** start of EXCERPTED PASSAGE **
Friday, October 30, 2015

"When I Was a Boy . . .'

"When I was a boy . . ."

That's where my story begins; that's where our stories begin. If we can say those same five words, "When I was a boy," we've made an excellent start. Then we can add, "I was sexually assaulted." (Or abused or molested.)

I was a child, and I was innocent. I trusted someone and that person stole my trust, my innocence, and my childhood. I've suffered because of the actions of another person. No matter how caring, kind, or warm the perpetrator may have appeared to be, he or she took advantage of me.

If we can focus on our childhood and realize how immature and innocent we were, we can also remind ourselves that we couldn’t reason the way we do today as an adult. We may also have taken the guilt on ourselves for what happened. We remind ourselves: I was a child and the abuser was a perpetrator.

If we’re typical, we’ve already gone through (or are now going through) a period of questioning and doubting while vague, often terrifying memories occasionally intrude. Deep inside, something nags at us. Yet in our most vulnerable moments, we know the truth that someone stole our innocence.

One of the reasons I write this blog twice weekly is to remind myself and others that we're not the only ones. I knew I wasn't the only victimized kid, but I felt as if I were.

Many of us have been where you have been or where you are now. We've felt the same kinds of pain you have. More than just having been there, we have survived and are still overcoming the trauma.

In the early days of healing, any of us need to remind ourselves a hundred times a day that someone victimized us. Or it might be easier to say, "Someone older and more powerful took advantage of my innocence and youth."

We need to do it because we want to convince ourselves that we made up the stories, that it didn't really happen to us. We don't want to feel demeaned (although we are) and we don't want anything to reflect on our masculinity.

And we need to tell ourselves that we won't start a sentence with the words, "I should have . . ."

Go back to the beginning. Start with, "When I was a boy . . . ." That beginning can help us become kind and compassionate to ourselves.

We didn’t know how to cope with such seductive assaults—especially when it was someone we trusted who whispered, "I love you and I won’t hurt you."

Now we may choose to say, "When I was a boy, he lied to me." To make it worse, he bribed us, called us special, or made us feel loved and wanted. We were wanted, but for his needs and not ours. Today we hurt because in childhood we were victimized.
** end of EXCERPTED PASSAGE **
** start of EXTRACTED MATERIAL **
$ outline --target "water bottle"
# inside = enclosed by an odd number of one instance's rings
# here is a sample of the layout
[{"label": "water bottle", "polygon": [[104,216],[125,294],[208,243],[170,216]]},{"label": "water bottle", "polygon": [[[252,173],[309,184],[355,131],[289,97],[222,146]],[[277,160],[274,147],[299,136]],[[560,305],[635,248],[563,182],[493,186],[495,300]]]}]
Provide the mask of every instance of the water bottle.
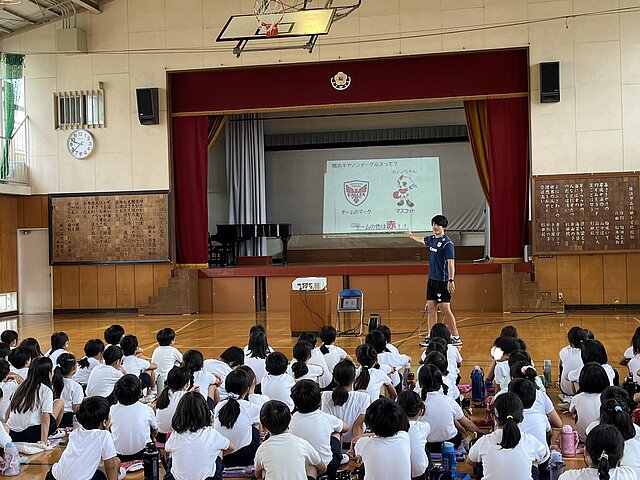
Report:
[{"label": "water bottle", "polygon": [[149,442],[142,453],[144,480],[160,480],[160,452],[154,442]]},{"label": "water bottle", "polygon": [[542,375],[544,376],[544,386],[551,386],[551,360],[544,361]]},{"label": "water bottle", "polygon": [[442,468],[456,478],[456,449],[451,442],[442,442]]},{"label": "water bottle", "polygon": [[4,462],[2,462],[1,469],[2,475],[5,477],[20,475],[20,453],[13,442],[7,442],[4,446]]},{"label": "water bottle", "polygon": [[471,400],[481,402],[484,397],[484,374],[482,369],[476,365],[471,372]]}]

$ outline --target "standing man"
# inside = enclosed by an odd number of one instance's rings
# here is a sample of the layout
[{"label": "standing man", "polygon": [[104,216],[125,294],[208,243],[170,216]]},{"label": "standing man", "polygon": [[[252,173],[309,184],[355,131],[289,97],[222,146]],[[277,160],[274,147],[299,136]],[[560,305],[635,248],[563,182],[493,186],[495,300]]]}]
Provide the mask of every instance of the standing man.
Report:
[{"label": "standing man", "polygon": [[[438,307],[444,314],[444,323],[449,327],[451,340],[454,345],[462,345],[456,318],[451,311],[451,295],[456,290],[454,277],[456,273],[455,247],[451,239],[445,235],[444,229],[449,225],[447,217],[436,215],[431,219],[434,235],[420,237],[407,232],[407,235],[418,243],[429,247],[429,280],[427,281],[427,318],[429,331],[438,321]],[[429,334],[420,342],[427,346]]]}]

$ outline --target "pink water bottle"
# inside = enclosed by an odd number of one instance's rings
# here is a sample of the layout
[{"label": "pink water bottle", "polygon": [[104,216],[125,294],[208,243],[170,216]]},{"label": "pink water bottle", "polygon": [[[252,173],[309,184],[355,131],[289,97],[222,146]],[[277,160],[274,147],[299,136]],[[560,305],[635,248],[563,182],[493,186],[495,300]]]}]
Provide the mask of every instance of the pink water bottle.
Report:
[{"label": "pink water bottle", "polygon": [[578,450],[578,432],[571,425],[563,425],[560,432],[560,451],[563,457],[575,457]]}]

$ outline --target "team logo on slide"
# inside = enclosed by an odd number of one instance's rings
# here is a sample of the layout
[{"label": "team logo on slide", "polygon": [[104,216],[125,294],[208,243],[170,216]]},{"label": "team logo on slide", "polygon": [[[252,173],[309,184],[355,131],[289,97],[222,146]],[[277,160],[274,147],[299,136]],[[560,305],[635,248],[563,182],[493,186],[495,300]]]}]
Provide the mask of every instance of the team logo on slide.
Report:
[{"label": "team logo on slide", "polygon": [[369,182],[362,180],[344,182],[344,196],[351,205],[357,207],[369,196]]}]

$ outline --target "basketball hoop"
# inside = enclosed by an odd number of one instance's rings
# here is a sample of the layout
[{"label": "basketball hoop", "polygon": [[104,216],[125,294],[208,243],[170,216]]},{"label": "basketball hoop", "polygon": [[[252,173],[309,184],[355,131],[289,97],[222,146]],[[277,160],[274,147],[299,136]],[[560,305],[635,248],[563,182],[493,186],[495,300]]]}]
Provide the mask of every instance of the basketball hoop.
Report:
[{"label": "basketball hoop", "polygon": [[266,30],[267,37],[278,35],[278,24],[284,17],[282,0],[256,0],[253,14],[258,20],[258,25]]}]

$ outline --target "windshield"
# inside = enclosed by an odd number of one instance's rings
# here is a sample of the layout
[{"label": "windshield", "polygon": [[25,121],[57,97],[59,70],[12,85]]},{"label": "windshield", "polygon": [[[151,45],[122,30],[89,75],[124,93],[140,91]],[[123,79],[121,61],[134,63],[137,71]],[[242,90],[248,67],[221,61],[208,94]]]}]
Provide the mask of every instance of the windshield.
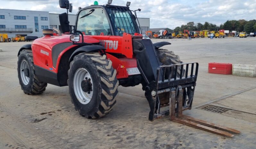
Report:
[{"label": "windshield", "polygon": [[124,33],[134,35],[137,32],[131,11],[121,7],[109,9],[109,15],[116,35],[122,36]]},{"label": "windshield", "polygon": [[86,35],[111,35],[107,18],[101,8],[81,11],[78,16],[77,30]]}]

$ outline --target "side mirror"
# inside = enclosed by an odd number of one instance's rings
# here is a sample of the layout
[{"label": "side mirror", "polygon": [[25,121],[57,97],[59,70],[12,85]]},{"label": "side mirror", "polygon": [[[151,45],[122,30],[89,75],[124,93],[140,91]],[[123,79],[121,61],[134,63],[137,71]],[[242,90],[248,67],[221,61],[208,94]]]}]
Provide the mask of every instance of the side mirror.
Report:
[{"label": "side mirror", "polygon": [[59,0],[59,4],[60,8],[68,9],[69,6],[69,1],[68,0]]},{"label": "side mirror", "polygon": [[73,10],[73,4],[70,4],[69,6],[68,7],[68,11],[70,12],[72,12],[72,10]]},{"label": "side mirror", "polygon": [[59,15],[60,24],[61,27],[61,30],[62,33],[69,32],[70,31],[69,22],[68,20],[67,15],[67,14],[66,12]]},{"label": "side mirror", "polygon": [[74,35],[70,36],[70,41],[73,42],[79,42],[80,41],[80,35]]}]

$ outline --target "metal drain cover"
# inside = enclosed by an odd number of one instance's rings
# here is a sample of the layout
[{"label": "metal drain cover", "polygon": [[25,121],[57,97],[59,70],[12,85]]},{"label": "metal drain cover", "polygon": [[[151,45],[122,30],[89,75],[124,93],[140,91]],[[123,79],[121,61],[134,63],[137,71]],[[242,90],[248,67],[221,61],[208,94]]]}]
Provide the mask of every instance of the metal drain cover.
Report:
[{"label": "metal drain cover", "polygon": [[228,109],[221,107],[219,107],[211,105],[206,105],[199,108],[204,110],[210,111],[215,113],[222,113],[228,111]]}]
** end of EXTRACTED MATERIAL **
** start of EXTRACTED MATERIAL **
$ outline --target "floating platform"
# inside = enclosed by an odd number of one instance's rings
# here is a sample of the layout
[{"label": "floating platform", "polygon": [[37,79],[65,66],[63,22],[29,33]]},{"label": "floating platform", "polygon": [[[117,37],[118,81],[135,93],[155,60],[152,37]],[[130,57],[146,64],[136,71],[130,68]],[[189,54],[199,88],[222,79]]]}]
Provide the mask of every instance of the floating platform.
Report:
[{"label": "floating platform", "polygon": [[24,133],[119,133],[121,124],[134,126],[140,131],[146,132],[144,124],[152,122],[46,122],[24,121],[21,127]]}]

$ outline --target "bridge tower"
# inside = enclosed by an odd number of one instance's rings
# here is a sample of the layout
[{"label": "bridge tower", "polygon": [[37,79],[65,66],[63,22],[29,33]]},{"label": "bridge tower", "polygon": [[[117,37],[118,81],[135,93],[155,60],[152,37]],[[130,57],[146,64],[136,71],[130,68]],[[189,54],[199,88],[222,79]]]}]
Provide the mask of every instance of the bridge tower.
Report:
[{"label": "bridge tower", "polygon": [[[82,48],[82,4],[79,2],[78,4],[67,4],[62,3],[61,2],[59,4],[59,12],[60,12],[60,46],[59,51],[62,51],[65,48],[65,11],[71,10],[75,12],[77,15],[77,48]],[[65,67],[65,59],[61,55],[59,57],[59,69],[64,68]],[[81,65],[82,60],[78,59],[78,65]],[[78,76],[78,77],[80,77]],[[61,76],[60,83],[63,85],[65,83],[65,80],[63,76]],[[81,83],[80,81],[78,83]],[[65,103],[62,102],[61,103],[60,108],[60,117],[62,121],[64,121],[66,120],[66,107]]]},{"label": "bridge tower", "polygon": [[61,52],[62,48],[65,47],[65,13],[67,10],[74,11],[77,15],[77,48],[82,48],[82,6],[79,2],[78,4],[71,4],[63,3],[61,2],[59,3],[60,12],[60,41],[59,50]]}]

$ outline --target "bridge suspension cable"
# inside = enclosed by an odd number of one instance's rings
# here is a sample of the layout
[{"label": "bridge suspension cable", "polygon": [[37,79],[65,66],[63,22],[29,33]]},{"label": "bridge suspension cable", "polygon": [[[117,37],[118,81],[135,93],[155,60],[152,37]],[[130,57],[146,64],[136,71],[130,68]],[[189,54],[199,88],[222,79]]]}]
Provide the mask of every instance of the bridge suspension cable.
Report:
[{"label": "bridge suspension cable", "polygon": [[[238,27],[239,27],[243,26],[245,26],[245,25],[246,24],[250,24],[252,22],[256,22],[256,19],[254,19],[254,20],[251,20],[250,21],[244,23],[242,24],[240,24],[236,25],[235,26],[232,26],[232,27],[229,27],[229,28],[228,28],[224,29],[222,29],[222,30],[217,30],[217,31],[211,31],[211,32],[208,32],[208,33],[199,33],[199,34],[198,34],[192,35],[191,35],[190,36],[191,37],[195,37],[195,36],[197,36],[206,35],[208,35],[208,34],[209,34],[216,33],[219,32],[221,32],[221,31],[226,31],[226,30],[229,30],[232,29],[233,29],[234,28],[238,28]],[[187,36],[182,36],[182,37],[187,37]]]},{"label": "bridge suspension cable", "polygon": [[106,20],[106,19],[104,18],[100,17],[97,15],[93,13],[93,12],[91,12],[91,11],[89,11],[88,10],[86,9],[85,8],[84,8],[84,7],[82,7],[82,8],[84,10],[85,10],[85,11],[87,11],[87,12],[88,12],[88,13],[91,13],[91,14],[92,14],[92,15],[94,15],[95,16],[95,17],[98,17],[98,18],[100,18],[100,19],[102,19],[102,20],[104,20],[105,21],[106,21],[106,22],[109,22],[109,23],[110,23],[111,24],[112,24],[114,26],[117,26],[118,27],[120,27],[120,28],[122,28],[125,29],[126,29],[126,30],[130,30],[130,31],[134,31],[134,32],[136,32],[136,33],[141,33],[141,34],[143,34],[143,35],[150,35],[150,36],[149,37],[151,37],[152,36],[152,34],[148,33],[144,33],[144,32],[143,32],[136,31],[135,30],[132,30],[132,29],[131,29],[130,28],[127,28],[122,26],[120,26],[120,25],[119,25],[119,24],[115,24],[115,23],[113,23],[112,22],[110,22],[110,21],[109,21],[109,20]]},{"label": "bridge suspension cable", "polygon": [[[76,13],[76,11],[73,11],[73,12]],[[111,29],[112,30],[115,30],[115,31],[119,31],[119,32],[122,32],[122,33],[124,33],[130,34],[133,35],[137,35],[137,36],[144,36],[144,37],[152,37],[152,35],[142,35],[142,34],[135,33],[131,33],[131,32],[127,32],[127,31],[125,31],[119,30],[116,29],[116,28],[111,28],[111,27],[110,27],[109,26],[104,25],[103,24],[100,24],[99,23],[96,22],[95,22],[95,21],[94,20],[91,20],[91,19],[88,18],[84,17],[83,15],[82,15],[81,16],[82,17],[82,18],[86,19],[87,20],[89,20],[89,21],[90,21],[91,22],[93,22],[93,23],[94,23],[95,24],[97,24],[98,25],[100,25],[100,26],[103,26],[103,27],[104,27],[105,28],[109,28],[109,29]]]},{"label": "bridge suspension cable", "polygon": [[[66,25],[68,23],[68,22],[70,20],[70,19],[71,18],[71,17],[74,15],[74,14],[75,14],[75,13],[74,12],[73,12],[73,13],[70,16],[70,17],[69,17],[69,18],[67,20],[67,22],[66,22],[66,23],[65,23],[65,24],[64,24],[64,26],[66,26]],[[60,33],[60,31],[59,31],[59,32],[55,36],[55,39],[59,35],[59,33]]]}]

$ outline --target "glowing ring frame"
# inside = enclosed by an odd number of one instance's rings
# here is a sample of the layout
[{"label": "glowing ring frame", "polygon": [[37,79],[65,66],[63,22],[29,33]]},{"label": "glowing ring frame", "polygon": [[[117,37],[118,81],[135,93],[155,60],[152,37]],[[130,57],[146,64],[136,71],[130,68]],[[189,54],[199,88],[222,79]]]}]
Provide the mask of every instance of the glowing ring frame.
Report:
** end of EXTRACTED MATERIAL **
OBJECTIVE 1: According to the blog post on childhood abuse, how often does its writer post?
OBJECTIVE 2: In the blog post on childhood abuse, write out the passage from "That's where my" up to and including "abused or molested.)", swapping "excellent" for "good".
OBJECTIVE 3: Go on with the blog post on childhood abuse, picking up right after its final sentence.
The records come from a different source than the blog post.

EXERCISE RESULT 1: Twice weekly.

EXERCISE RESULT 2:
That's where my story begins; that's where our stories begin. If we can say those same five words, "When I was a boy," we've made an good start. Then we can add, "I was sexually assaulted." (Or abused or molested.)

EXERCISE RESULT 3:
"When I was a boy" starts my story.
Now I am an adult and I'm healing from my childhood.



Tuesday, October 27, 2015

Telling

From my own experience and learning about other survivors, we usually start the healing journey by telling someone. That someone may be a person we've learned to trust, or we take the risk, hoping that person will understand.

Usually we start with innocuous statements and little detail, thinking if they can accept that, we'll tell more. It's sad, but sometimes those first answers push us back into silence. "I'm sorry," or "That was long ago." They don't mean to be unkind, but I assume that's a safe way for them to signal that they're not going to be comfortable or compassionate in listening.

The worst response is, "You're imagining everything. Who would do such a thing to a child?" Such responses usually come from family members who refuse to face the reality.

Then someone does understand and we sense that. Once we break the silence with a single, caring individual, we're ready to start healing.

Some rush to see a professional, and it's an excellent healing step. They can open up and have someone listen.

Others, like me, can't face opening ourselves to someone we don't know. I needed someone I could trust and who cared for me. Having a reliable person was like reversing the process. Someone I trusted violated me; a second person I trusted opened the door to healing.

Regardless, we're constructed in such a way that telling is the only viable way to healing. As long as we hold the pain inside, it never goes away. We may temporarily bury it, but it won't stay buried.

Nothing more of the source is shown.